I had a go at vectorizing raw-sha1-opencl just to see how it's done. It
was *extremely* easy (I had a sneak at Lukas' phpass for hints).

I expected it to boost AMD GPU's but it doesn't (not on Cedar at least,
12% drop). It had a devastating effect on 9600GT, about half the speed.
and GTX580 had a 20% drop.

For some reason, Intel's OpenCL-CPU compiler fails to vectorize it (ie.
make SSE2 out of it). That's strange. But the AMD CPU compiler seemed to
get the hint, it doesn't say anything in the build log but got like 3x
faster (though it was much slower than Intel before the change).

All in all, there seems to be no point in using this code. I'm posting
it here as an example. Nothing is optimised.

magnum

>From 748ca68e96c22374771f789a70118189ba3c1a24 Mon Sep 17 00:00:00 2001
From: magnum <john.magnum@...hmail.com>
Date: Tue, 24 Apr 2012 02:14:03 +0200
Subject: [PATCH 1/3] Raw-sha1-openssl vectorized (just for getting the hang
 of it). Not (much) optimised yet, just textbook example
 of how to vectorize.

---
 src/opencl/sha1_kernel.cl |  100 +++++++++++++++++++++++++-------------------
 src/opencl_rawsha1_fmt.c  |    8 +++-
 2 files changed, 63 insertions(+), 45 deletions(-)

diff --git a/src/opencl/sha1_kernel.cl b/src/opencl/sha1_kernel.cl
index 9a1ac9d..5baef73 100644
--- a/src/opencl/sha1_kernel.cl
+++ b/src/opencl/sha1_kernel.cl
@@ -9,8 +9,16 @@
    This is free software, and you are welcome to redistribute it
    under certain conditions; as expressed here 
    http://www.gnu.org/licenses/gpl-2.0.html
+
+   vectorized by magnum in 2012 just for fun
 */
 
+// Just to make sure we don't accidentally add byte store
+// uchar4 is not byte store!

• Input data

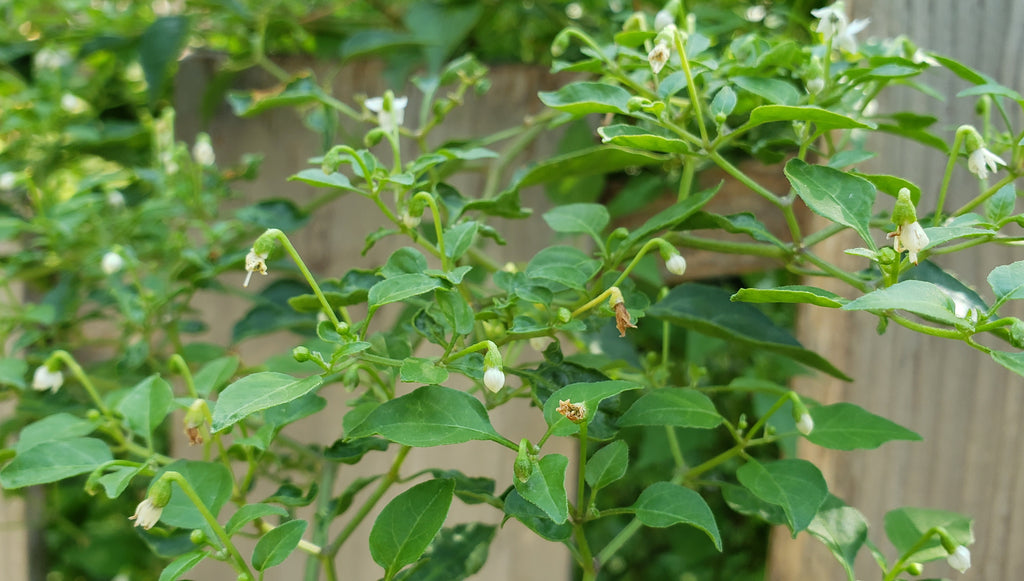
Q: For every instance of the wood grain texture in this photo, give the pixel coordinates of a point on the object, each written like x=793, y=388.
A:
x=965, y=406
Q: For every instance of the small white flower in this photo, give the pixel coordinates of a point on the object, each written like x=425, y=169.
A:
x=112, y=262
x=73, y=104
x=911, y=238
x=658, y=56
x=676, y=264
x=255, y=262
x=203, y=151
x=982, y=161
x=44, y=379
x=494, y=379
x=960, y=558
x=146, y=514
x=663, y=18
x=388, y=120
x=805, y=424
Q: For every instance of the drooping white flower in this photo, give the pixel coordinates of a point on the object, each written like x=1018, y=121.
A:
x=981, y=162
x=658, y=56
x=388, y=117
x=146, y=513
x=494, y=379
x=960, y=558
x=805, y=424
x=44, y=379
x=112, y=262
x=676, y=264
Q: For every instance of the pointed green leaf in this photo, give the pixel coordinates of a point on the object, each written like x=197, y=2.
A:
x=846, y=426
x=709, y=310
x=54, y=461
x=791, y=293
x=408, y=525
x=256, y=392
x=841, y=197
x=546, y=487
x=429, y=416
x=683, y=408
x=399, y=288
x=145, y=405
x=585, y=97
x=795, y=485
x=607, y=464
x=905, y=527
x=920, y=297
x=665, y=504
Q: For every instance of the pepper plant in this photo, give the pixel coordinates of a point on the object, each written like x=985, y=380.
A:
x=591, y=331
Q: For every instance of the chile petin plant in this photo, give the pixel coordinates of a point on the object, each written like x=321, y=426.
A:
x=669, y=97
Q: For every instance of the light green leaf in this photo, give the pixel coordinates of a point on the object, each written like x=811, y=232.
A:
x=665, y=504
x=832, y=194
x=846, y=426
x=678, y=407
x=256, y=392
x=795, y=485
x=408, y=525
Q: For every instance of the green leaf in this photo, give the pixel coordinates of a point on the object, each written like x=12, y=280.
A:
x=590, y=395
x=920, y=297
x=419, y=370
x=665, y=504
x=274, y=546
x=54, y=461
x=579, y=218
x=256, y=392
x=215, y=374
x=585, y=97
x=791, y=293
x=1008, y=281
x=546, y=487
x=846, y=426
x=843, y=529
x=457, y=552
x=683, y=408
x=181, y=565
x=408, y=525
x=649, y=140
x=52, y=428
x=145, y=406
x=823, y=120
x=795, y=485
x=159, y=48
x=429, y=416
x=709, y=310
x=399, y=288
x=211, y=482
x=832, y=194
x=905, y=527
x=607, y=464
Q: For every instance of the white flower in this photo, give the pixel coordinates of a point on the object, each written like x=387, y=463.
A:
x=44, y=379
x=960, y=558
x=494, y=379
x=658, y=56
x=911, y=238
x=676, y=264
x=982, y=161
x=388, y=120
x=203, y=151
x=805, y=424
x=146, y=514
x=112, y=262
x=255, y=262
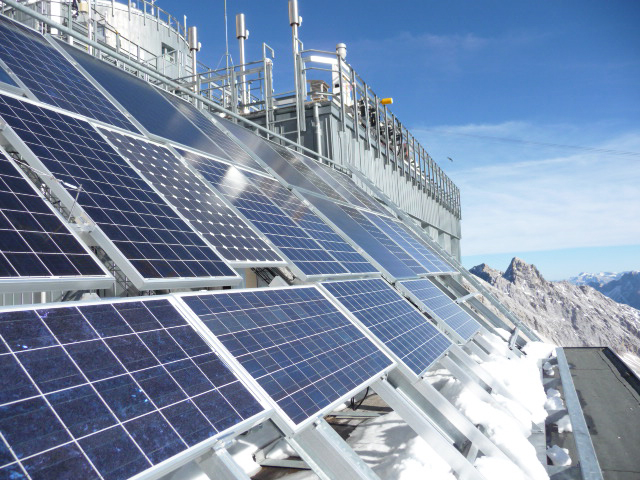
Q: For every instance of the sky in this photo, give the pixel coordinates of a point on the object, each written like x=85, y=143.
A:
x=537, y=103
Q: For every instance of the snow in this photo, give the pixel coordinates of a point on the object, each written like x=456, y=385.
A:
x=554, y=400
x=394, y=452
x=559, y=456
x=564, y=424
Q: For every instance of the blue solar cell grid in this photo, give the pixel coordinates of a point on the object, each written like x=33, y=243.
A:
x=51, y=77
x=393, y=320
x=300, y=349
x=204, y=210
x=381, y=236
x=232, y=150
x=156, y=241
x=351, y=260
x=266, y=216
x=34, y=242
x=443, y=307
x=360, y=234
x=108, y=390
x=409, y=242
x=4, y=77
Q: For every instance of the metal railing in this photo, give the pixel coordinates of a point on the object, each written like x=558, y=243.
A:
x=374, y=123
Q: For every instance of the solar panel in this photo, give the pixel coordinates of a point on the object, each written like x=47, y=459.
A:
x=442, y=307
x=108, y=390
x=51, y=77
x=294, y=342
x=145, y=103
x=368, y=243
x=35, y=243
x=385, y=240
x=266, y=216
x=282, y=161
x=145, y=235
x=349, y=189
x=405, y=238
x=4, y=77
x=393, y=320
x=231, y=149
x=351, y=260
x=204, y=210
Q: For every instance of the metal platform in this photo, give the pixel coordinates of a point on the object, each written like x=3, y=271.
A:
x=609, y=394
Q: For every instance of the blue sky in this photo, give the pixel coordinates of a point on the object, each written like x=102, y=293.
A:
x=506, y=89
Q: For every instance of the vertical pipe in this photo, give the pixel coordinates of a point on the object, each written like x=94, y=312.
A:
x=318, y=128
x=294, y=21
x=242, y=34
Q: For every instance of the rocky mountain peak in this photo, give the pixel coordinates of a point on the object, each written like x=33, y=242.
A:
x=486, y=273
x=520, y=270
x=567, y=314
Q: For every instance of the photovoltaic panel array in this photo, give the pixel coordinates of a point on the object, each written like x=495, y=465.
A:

--

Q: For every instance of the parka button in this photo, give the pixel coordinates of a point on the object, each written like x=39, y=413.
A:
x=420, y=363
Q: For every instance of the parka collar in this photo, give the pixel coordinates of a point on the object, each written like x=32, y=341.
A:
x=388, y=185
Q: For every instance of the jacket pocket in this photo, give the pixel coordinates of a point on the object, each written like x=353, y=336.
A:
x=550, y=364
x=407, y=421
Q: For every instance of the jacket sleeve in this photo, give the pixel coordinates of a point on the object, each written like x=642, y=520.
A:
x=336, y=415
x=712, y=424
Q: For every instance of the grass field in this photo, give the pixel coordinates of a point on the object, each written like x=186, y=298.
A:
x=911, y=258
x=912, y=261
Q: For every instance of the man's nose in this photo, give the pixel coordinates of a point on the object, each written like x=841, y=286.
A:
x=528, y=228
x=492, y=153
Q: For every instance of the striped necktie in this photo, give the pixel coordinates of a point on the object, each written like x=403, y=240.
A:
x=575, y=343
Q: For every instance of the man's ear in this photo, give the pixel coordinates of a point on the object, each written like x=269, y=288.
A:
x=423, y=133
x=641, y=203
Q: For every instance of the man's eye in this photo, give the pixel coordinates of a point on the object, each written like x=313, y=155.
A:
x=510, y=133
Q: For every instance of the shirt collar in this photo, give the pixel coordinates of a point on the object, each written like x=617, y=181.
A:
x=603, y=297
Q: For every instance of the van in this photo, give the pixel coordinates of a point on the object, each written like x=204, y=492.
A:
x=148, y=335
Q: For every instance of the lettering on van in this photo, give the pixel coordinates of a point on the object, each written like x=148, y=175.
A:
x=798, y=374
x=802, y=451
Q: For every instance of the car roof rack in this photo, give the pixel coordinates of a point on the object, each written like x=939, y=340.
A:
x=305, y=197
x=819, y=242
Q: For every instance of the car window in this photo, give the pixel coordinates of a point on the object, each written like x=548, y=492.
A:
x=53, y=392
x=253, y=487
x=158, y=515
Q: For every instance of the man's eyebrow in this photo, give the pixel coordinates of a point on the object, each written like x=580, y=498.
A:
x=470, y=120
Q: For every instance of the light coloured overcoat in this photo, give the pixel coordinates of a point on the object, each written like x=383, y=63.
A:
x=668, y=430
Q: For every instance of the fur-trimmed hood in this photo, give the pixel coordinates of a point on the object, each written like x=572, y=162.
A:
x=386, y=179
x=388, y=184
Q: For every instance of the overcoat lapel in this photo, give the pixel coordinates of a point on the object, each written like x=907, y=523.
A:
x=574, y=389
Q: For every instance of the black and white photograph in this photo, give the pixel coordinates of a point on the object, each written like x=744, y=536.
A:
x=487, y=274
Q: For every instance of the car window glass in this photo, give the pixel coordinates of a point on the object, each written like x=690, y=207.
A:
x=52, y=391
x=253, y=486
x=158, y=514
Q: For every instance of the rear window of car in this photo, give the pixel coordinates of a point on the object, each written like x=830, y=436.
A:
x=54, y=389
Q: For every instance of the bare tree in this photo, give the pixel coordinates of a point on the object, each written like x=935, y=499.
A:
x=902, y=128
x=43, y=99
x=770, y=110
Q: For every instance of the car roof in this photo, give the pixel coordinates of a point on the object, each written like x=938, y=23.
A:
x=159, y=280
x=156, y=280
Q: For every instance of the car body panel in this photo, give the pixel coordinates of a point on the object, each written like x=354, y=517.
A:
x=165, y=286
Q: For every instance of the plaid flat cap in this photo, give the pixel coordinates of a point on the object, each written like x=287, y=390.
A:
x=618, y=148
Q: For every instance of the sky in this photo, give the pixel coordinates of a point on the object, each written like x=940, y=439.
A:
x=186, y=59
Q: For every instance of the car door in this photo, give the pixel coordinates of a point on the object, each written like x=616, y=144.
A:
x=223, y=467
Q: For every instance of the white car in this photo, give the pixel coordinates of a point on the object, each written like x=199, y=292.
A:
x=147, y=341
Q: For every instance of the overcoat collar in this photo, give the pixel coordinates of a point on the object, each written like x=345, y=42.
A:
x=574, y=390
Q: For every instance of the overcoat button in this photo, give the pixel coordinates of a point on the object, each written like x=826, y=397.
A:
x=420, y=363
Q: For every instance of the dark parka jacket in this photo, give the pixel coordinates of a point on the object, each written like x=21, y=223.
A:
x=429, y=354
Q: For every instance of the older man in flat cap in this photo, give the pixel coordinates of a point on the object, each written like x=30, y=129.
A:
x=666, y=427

• Tasks for this exercise
A: Check each statement against the post about vectorizing raw-sha1-opencl, answering yes or no and quoting the words of the post that decide it.
(i) On Cedar, the vectorized code ran 12% slower.
(ii) Intel's OpenCL-CPU compiler turned the code into SSE2.
(iii) The GTX580 lost about half its speed.
B: In the listing, start at the line containing "Q: For every instance of the car roof rack" and stop after the line containing "x=668, y=430". Write those lines out again with "light coloured" changed to "light colored" and nothing else altered.

• Final answers
A:
(i) Yes: "not on Cedar at least, 12% drop"
(ii) No: "Intel's OpenCL-CPU compiler fails to vectorize it"
(iii) No: "GTX580 had a 20% drop"

B:
Q: For every instance of the car roof rack in this photo, give the pixel coordinates of a point on the object, each written like x=939, y=340.
A:
x=305, y=197
x=819, y=242
Q: For every instance of the car window in this photo, give the pixel coordinates of a point on the object, each written like x=548, y=492.
A:
x=53, y=392
x=253, y=487
x=158, y=515
Q: For every instance of the man's eyebrow in this photo, give the pixel coordinates of a point on the object, each written like x=580, y=498.
A:
x=470, y=120
Q: For every instance of the light colored overcoat in this photo, give the pixel coordinates of a point on the object, each written like x=383, y=63.
A:
x=668, y=430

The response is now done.